───── TASK INPUT

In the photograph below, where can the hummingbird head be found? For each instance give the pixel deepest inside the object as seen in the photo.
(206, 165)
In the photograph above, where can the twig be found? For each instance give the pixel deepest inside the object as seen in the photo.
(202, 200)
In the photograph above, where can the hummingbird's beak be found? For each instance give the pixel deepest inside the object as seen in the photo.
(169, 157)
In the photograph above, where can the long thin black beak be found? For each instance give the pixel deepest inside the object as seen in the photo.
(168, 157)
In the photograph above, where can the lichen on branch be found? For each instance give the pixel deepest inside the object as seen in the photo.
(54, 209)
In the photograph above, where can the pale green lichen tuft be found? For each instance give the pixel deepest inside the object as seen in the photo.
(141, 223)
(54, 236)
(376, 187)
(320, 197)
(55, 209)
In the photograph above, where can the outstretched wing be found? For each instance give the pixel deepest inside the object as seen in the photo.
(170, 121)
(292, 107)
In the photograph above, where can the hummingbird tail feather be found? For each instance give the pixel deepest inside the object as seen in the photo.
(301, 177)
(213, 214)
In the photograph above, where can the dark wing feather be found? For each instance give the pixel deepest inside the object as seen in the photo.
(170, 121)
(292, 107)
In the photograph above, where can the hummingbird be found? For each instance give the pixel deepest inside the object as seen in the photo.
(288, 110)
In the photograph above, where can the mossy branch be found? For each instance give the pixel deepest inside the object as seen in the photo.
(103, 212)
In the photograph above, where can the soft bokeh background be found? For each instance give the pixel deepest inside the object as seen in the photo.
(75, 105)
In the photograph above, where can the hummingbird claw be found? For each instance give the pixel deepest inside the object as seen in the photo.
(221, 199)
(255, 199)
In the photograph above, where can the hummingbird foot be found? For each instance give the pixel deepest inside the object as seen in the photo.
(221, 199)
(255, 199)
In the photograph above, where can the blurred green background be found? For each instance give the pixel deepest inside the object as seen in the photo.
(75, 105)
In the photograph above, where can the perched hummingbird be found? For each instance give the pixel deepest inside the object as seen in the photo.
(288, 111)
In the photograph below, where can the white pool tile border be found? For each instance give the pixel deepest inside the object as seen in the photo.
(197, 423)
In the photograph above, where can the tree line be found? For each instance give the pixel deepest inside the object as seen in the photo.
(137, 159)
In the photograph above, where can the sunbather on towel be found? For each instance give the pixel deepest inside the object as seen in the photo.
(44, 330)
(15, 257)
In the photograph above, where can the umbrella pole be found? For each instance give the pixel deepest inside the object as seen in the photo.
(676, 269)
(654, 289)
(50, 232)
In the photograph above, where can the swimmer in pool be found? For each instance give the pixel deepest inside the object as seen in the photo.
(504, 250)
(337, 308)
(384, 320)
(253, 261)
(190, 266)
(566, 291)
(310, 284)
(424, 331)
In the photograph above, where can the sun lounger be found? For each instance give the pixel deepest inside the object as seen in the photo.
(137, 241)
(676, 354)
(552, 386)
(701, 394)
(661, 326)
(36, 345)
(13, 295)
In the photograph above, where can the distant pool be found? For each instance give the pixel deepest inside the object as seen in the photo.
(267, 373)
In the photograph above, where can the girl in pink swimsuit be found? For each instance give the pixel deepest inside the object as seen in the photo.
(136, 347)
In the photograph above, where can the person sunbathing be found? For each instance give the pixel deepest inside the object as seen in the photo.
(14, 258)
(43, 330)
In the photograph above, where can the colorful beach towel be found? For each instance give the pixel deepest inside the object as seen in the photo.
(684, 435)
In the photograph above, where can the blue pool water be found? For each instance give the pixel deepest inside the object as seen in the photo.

──────────

→ **EXERCISE PROMPT**: Return each line of the data exactly as written above.

→ **RESULT OF THIS EXERCISE**:
In the photograph below, where can the hummingbird head be found? For each instance give the pixel deepest inside the object as seen in the photo.
(206, 165)
In the photograph above, where can the twig be found? For each instance give the pixel deepest inside the object as seen in the photo.
(202, 200)
In the photograph above, where can the hummingbird's beak be found? For each instance give the pixel deepest inside the object as seen in the photo.
(169, 157)
In the photograph above, where can the long thin black beak be found? For each instance give the pixel deepest inside the object as seen in the photo.
(168, 157)
In the photograph above, where can the lichen on branch be found? For each instance give the pixel deepest inside the object as seen in the photo.
(54, 209)
In the photograph above, where can the pale green lichen tuft be found? For each instance give the pixel deepest inside the object as seen in the photo.
(141, 223)
(54, 236)
(376, 187)
(320, 197)
(55, 209)
In the photograph above, where can the outstretched wing be found? For each instance give the pixel deepest inside the object as seen in the photo.
(170, 121)
(292, 107)
In the photograph above, where can the hummingbird tail feather be found? For each instance give the pixel deepest inside the object as seen in the photo.
(301, 177)
(213, 214)
In the photograph above, where can the dark wing feather be found? For each instance give the pixel deepest inside the object as seen in the photo.
(170, 121)
(292, 107)
In the photograph above, where can the hummingbird be found? For each instance give the pixel deepest inside the object as seen in the photo.
(288, 110)
In the photograph above, where can the mossy branch be found? For each instance give the pixel deepest inside the object as seen in the photo.
(103, 212)
In the photograph above, where can the soft bokeh background be found? For each instance give the pixel deepest inside the object as seen in the photo.
(75, 105)
In the photograph above, where can the hummingbird claw be found? For each instance give the pixel deepest inside the object as seen in the photo.
(221, 199)
(255, 199)
In the photograph above, where can the hummingbird foot be found? For each instance give the pixel deepest inside the object as seen in the photo.
(221, 199)
(255, 199)
In the photograph above, where can the blurred green background be found? For each instance give the pixel deepest inside the object as seen in the photo.
(75, 105)
In the photograph above, where can the perched hummingbird be found? For each instance give the pixel deepest inside the object as seen in the photo.
(288, 111)
In the photograph below, where can the white pool tile border be found? For each instance give the pixel deepest inside the object as seen in the photo.
(197, 423)
In the photograph above, where can the tree line be found? For each instance give the pixel deepest inside the object as seen in the photo.
(137, 159)
In the photograph above, where can the sunbather on towel be found? For each instance give the pixel deepest inside the object as seen in the photo.
(44, 330)
(15, 257)
In the photograph above, where can the umbrella pole be found? For each instance give the pixel deepest inside the object as seen in the photo.
(676, 269)
(654, 289)
(50, 232)
In the photograph above, where can the swimmer in pool be found? For each instance give the pixel deepest inside the object as seen in the photo.
(504, 250)
(337, 308)
(384, 320)
(253, 261)
(190, 266)
(566, 291)
(310, 284)
(424, 331)
In the photograph above, where can the sun lounger be found? For each instance give the pixel deepest inside the object as seen in the photo.
(137, 241)
(676, 354)
(552, 386)
(701, 394)
(661, 326)
(36, 345)
(13, 295)
In the photograph above, where can the distant pool be found? For each instance give the pixel deepest inside the object as seen in the photo.
(267, 373)
In the photograph above, where can the girl in pink swimsuit be found? For each instance give the pixel deepest inside the object as seen in the photo.
(136, 347)
In the photograph above, where can the person sunbathing be found? For each instance give the pixel deepest inside the object as seen in the photo.
(14, 258)
(43, 330)
In the photograph above, where can the colorful beach towel be found? For each instance give the pixel deepest inside the object as seen in the photo.
(684, 435)
In the photograph above, where can the blue pool water be found? For each instance give the pixel deepest inside the object as seen in the photo.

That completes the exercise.